## Document segment:
The 2018 United States House of Representatives elections in Pennsylvania were held on November 6, 2018, to elect the 18 U.S. representatives from the Commonwealth of Pennsylvania, one from each of the state's 18 congressional districts.

The elections coincided with the 2018 gubernatorial election, as well as other elections to the House of Representatives, elections to the United States Senate and various state and local elections.

In January 2018, the Pennsylvania Supreme Court struck down the state's congressional map, ruling it had been unfairly gerrymandered to favor Republicans. New maps were subsequently adopted in February 2018.

The 2018 general election saw the Democrats gain four seats and the Republicans gain one seat, for a Democratic net gain of three seats, changing the state's representation from 12 to 6 Republican to a 9–9 tie. In addition, Pennsylvanians in several districts elected female candidates to the U.S. House, thus ending four years of all-male Congressional representation in the state.

Redistricting

In January 2018, the Pennsylvania Supreme Court struck down the state's congressional map, ruling it had been unfairly gerrymandered to favor Republicans. New maps were subsequently adopted in February 2018, for use in the 2018 elections and took effect with representation in 2019.

Results summary

Statewide

District
Results of the 2018 United States House of Representatives elections in Pennsylvania:

District 1

The 1st district previously consisted of central and South Philadelphia, the City of Chester, the Philadelphia International Airport and other small sections of Delaware County. Under the new congressional map that was in place in 2019 (represented per 2018's elections), the first district overlaps with much of the former 8th district, which is represented by Republican Congressman Brian Fitzpatrick. Fitzpatrick took office in 2017, succeeding his brother, former Congressman Mike Fitzpatrick. The new 1st district consists of Bucks County and a small portion of Montgomery County.

Republican primary

Candidates

Nominee
Brian Fitzpatrick, incumbent U.S. Representative

Eliminated in primary
Dean Malik, former Bucks County Assistant District Attorney and candidate for this seat in 2010 & 2016

Withdrawn
Valerie Mihalek, former Yardley Borough council member and deputy district director for former U.S. Rep. Mike Fitzpatrick

Primary results

Democratic primary
The old 8th district was included on the initial list of Republican held seats being targeted by the Democratic Congressional Campaign Committee.

Candidates

Nominee
Scott Wallace, charitable foundation director and grandson of former Vice President Henry Wallace

Eliminated in primary
Steven Bacher, environmentalist
Rachel Reddick, former Navy prosecutor

Declined
Diane Ellis-Marseglia, Bucks County commissioner

Campaign
The race featured a number of negative ads between Reddick and Wallace. With Reddick's campaign releasing an ad calling Wallace a “Maryland multi-millionaire” and stating that he had case an absentee ballot cast from his second home in a South African “gated luxury estate”. The Wallace campaign responded with an ad higlishting Reddick flubbing a question about the so-called “global gag rule” during a campaign stop in Ottsville, and for her having been registered as a Republican for most of her adult life.

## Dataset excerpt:

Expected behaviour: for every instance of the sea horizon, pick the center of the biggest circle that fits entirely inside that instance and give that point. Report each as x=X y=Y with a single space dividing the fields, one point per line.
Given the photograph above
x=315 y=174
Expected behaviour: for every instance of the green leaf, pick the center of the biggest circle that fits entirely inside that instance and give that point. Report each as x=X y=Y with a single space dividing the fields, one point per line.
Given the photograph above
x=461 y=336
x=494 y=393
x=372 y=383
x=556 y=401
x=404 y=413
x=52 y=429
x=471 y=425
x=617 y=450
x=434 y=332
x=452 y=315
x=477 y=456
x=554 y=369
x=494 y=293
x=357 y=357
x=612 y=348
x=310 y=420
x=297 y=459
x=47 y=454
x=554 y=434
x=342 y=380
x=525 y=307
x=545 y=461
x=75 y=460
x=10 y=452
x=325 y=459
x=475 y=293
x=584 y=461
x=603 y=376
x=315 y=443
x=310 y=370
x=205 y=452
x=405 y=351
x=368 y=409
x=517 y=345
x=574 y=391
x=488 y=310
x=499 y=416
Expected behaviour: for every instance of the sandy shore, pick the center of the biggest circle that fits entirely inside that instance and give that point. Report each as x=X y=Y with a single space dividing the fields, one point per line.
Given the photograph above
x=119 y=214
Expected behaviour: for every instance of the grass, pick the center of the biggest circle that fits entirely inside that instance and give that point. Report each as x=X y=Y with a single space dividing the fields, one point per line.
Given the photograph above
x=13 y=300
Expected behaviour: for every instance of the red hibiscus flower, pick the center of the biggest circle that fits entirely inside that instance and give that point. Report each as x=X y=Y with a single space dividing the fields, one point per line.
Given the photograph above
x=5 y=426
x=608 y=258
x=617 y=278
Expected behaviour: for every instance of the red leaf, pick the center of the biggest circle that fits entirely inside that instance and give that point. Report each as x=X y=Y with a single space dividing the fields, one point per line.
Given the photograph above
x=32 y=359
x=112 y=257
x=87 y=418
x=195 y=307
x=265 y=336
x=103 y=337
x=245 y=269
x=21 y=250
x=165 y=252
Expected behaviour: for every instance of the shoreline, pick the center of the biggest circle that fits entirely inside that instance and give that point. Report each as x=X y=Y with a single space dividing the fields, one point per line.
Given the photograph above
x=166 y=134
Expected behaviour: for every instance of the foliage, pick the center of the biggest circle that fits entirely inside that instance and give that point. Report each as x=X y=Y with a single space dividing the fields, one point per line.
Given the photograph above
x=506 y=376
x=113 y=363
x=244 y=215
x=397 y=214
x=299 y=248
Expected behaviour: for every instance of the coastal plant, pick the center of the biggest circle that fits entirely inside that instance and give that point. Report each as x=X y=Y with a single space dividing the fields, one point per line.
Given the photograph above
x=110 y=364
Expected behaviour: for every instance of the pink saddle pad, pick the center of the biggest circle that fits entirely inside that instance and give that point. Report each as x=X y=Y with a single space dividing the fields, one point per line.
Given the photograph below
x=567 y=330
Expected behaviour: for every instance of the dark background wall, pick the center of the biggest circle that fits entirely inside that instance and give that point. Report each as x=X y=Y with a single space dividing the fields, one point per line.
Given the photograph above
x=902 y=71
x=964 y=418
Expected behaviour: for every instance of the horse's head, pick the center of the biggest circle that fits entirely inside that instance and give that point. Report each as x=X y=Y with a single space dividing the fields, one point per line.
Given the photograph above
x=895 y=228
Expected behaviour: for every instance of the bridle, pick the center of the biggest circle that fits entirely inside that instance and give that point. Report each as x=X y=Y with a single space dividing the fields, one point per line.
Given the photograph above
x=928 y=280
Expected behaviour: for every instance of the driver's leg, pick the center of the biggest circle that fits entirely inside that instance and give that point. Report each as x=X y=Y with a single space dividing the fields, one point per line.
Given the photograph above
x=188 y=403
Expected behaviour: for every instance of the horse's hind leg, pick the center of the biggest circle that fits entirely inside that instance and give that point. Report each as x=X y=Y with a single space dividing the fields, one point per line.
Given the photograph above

## What you need to do:
(1) List every person named under a "Candidates" heading for District 1 in the Pennsylvania House elections article, in either party's primary, including anyone shown as withdrawn or declined.
(2) Reproduce the stretch of the Pennsylvania House elections article from "The 2018 general" through "representation in 2019." word for word.
(3) Resume the article on the 2018 Pennsylvania House elections, starting right after its final sentence.

## Answers for this exercise:
(1)
- Brian Fitzpatrick
- Dean Malik
- Valerie Mihalek
- Scott Wallace
- Steven Bacher
- Rachel Reddick
- Diane Ellis-Marseglia

(2)
The 2018 general election saw the Democrats gain four seats and the Republicans gain one seat, for a Democratic net gain of three seats, changing the state's representation from 12 to 6 Republican to a 9–9 tie. In addition, Pennsylvanians in several districts elected female candidates to the U.S. House, thus ending four years of all-male Congressional representation in the state.

Redistricting

In January 2018, the Pennsylvania Supreme Court struck down the state's congressional map, ruling it had been unfairly gerrymandered to favor Republicans. New maps were subsequently adopted in February 2018, for use in the 2018 elections and took effect with representation in 2019.

(3)
Many DC Democrats expressed excitement about Wallace's potential to spend big to defeat Fitzpatrick, especially in the expensive Philadelphia market. He loaned his campaign $2.5 million while Reddick only raised $363,000 and was shunned by most party strategists.

Endorsements

Primary results

General election

Endorsements

Debates
Complete video of debate, October 19, 2018

Polling

Predictions

Results

Analysis
Fitzpatrick held out to win re-election, despite many similar suburban districts held by Republicans falling to Democrats in the 2018 cycle. Fitzpatrick did this by establishing a reputation for himself as an independent centrist who attained endorsements from several usually-left-leaning and nonpartisan groups without enraging the more fervently pro-Trump wing of the Republican party. Analysts considered the Democratic nominee Scott Wallace an unusually weak candidate: he was a wealthy heir who moved to the district, opening up accusations of carpetbagging, and made several gaffes and missteps. Editor Dave Wasserman of the Cook Political Report wrote that Wallace was perhaps the weakest candidate of the 2018 cycle.

District 2

The 2nd district consists of the northern half of Philadelphia. It mostly overlaps with the old 1st District. That district's incumbent, Democrat Bob Brady, had served since 1998, but did not run for reelection. The incumbent of the old 2nd district is Dwight Evans, but Evans opted to follow most of his constituents into the 3rd District.

The new map drew the home of fellow Democrat Brendan Boyle, who has represented the neighboring 13th District since 2015, into the 2nd, leading to speculation that he would run for reelection there. Soon after the new map was released, Boyle confirmed that he would indeed run in the 2nd.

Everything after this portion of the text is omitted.